> _GIVEN TASK_: Skip the images and copy each record exactly as written.

----- ITEMS

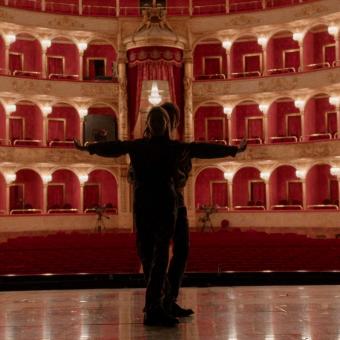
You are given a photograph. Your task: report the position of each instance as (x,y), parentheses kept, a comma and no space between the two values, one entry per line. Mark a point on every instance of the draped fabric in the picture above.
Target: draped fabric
(56,129)
(329,55)
(294,125)
(151,63)
(16,128)
(55,196)
(91,195)
(212,65)
(331,122)
(55,65)
(255,127)
(252,63)
(15,62)
(219,194)
(292,59)
(215,129)
(294,194)
(258,192)
(16,196)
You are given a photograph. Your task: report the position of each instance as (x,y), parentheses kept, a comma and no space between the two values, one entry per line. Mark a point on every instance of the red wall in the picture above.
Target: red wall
(109,187)
(33,120)
(72,186)
(100,51)
(32,53)
(33,192)
(69,52)
(240,184)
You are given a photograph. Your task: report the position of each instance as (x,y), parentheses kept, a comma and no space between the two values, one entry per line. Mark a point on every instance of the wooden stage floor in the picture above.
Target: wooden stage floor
(229,313)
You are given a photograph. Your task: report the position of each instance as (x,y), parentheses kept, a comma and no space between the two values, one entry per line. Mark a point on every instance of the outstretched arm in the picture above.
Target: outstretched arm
(105,149)
(208,150)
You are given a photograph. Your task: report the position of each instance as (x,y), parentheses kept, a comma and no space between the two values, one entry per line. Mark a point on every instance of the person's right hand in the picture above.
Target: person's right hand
(78,145)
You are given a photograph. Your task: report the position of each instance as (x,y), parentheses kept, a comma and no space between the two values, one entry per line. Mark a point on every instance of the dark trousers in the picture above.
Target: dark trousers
(180,252)
(155,224)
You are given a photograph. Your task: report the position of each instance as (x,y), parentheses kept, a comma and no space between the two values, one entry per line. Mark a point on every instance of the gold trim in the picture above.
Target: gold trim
(219,58)
(284,52)
(88,65)
(63,120)
(286,121)
(56,57)
(251,55)
(247,126)
(206,121)
(211,183)
(23,125)
(324,47)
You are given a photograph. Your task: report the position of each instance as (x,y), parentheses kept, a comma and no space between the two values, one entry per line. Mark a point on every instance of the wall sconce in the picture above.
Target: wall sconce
(333,30)
(265,175)
(228,175)
(154,97)
(46,110)
(301,174)
(264,108)
(334,100)
(45,44)
(298,36)
(9,108)
(227,44)
(227,110)
(10,38)
(82,111)
(300,104)
(335,171)
(46,178)
(262,40)
(82,46)
(10,177)
(83,179)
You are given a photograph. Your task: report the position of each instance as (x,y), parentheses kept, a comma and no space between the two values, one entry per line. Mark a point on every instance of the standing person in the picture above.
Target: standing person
(155,161)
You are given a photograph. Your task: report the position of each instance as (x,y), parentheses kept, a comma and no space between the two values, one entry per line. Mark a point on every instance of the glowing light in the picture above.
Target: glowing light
(154,98)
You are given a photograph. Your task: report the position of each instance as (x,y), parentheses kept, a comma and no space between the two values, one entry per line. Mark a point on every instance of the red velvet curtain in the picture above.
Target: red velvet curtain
(252,63)
(219,194)
(16,128)
(294,125)
(91,195)
(331,122)
(153,63)
(255,128)
(212,65)
(258,192)
(15,62)
(56,129)
(292,59)
(294,192)
(55,196)
(55,65)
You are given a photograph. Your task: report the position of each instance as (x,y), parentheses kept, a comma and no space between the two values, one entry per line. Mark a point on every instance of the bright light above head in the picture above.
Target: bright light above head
(154,98)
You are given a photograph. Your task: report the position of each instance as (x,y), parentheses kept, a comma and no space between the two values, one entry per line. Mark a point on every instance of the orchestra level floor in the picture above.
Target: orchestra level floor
(230,313)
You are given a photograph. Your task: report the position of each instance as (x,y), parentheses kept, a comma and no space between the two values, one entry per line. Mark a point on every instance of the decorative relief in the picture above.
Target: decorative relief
(243,20)
(277,84)
(65,22)
(310,10)
(31,86)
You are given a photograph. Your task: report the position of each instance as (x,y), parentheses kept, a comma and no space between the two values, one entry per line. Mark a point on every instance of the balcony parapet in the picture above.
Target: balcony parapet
(67,90)
(273,86)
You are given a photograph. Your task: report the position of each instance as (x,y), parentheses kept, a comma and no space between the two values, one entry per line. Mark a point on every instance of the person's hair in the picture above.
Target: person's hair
(173,113)
(157,123)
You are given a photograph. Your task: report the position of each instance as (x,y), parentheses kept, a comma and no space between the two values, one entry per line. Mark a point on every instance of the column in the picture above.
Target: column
(123,132)
(188,105)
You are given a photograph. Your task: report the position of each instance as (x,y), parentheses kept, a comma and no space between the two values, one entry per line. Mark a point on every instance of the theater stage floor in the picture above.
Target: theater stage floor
(230,313)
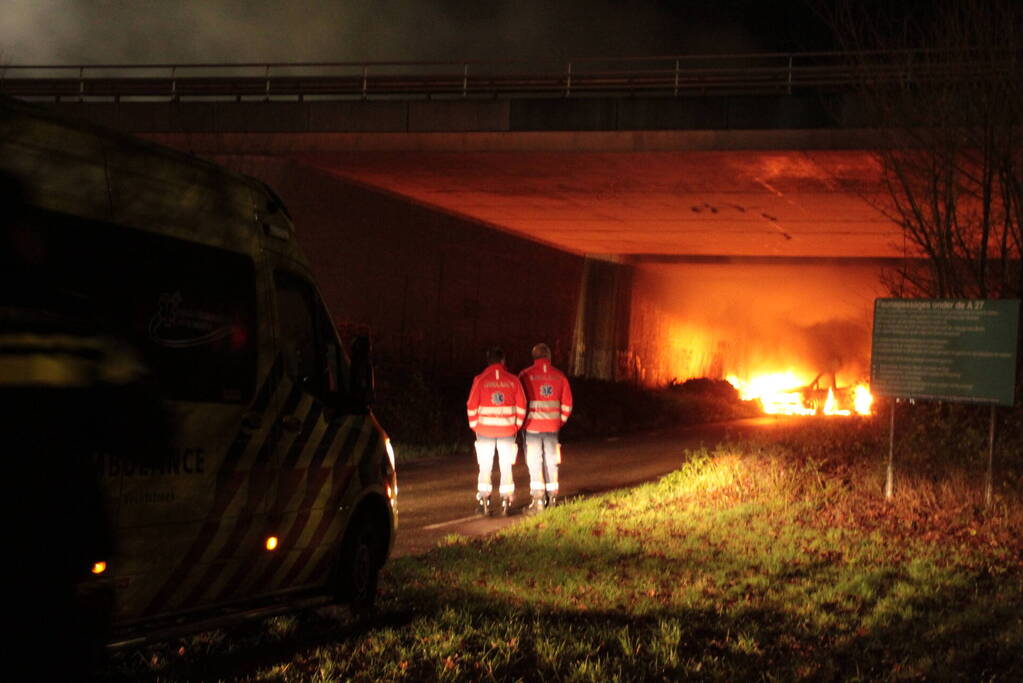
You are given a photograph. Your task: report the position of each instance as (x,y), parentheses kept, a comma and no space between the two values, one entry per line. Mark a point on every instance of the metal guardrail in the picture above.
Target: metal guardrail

----------

> _COMPLETE ANSWER_:
You are given a photograph. Your task: report the position of each instance as (x,y), parentheses kept, a comma and no space between the two values, one entry per line. Mark a point on every instance of the draped fabric in the picture above.
Target: draped fabric
(56,129)
(329,55)
(294,125)
(151,63)
(16,128)
(55,196)
(91,195)
(212,65)
(331,122)
(55,65)
(255,127)
(252,63)
(15,62)
(219,194)
(292,59)
(215,129)
(294,194)
(258,192)
(16,196)
You are given a photograph. Your task: report the position of each instance as (x,y), parentheses kept, a comma and no space between the two values, one entry per line. Mark a point on every instance of the red wall in the picture above.
Target: red wall
(109,187)
(33,120)
(72,186)
(100,51)
(32,53)
(33,192)
(69,52)
(240,184)
You are given a photograph. Your task: report the position of each instance as (x,y), parentheses kept, a comma and no space between the two values, one entry per line. Mark a point on every instance of the wooden stage floor in the picture above.
Target: wooden stage floor
(229,313)
You are given a photograph. Your task: report the position of each instance as (x,y), parentheses kept, a comma and no space between the two values, one entry per line. Mark a point on every instance of the outstretched arm in the picture above.
Target: outstretched arm
(105,149)
(208,150)
You are given a photograph. Your task: report the position of each instance as (x,y), parentheses kept, a comma and no space between the two values, one entry per line. Mark a point on every instance of the person's right hand in the picture above.
Target: person's right hand
(78,145)
You are given a photograph. Your task: report the position of each instance as (x,y), parentheses kept, a comma and no space between the two values, one entry per line. Mark a point on every instance of the dark trousers in the picture above.
Target: dark trousers
(180,252)
(155,224)
You are given a photograph. Your task: report the position of each instance as (x,y), parentheses kept, a comma and no space between the two values, one entry per line. Mark a point on every instance of the gold trim in the picture above.
Target: gold trim
(219,58)
(284,52)
(88,65)
(63,120)
(286,121)
(56,57)
(251,55)
(247,126)
(206,121)
(211,183)
(23,125)
(324,47)
You are given a photograph. Your task: report the position of each instance as (x,y), parentheses kept, a comma and no space between the two values, one entry per line. Mark a point on every instance of the wall sconce in the picture above.
Target: wall sconce
(333,30)
(265,175)
(228,175)
(154,97)
(46,110)
(301,174)
(264,108)
(334,100)
(45,44)
(298,36)
(9,108)
(227,44)
(227,110)
(10,38)
(82,111)
(300,104)
(335,171)
(46,178)
(262,40)
(82,46)
(10,177)
(83,179)
You are given a photograph. Your task: report the position of each instance as (x,y), parentheses kept, a comma and no space between the two values, one entry per line. Mark a point on every instance of the standing person in the picture above.
Target: standing person
(155,161)
You are given a photograph. Your task: report the position of each instance as (x,y), parentheses kept, a comma and no space between the two values, one entry per line. Mark a point on every instance of the glowing light in the picture above.
Target: glowing light
(154,98)
You are given a photograph. Your task: report the position of each instance as (x,y), parentheses kept, a comma and no space between the two values, one entry per line. Mark a point on every instance of the red velvet curtain in the picture above.
Target: red velvet curtain
(252,63)
(219,194)
(16,128)
(294,125)
(91,195)
(331,122)
(153,63)
(255,128)
(212,65)
(258,192)
(15,62)
(56,129)
(292,59)
(294,192)
(55,196)
(55,65)
You are given a photograph. Your task: report the position of each instance as (x,y), parentheses kept, a comma and no space between the two values, one entry per line. Mark a point on every instance of the bright light above head in the picture above.
Target: bright light above head
(154,98)
You are given a photograph. Your task: report the position of each instance as (x,y), parentheses kept, a comma and no space between the two values, one entry per line. Mark a point on every instance of the orchestra level floor in the picture above.
Target: orchestra level floor
(230,313)
You are given a photograph. Your task: report the position of each instance as (x,y), parentheses kept, a comma and no space between the two values, one entry per line. Mark a point on every instance of the decorative relief in the picture above.
Target: decorative relief
(243,20)
(277,84)
(65,22)
(310,10)
(31,86)
You are given a photograph. Your task: report the position of each instance as (x,y), parentheses kept, a comma and no space between the two values, one entry per line. Mark a point on every instance of the balcony parapet in the picture above.
Target: balcony parapet
(67,90)
(273,86)
You are given a photograph. Your task: report the position of each instance as (x,y), parentheses kept, a comma and no space between the two values, one entry per line. Mark a point on every instance of the person's hair in the picture above.
Target: person's hair
(173,113)
(157,123)
You are given a photograph. Your task: report the position of each instance as (x,y), parentheses kept, a comma and no space between the two values, one entry per line. Mark a point on every instance of the column in the picture above.
Target: column
(123,132)
(188,105)
You are given a photograph. Your task: report the position of each instance as (x,y), parentheses kept, a comma and no space between the two values, one entry per line. Mark a point on every instance of the theater stage floor in the picture above.
Target: theater stage floor
(230,313)
You are given a photograph. Your task: report the position of each instance as (x,y), parentheses kept, a comma and no space between the two values, one entry per line. Mark a point on every instance of the metal guardrail in the picture above.
Target: metal guardrail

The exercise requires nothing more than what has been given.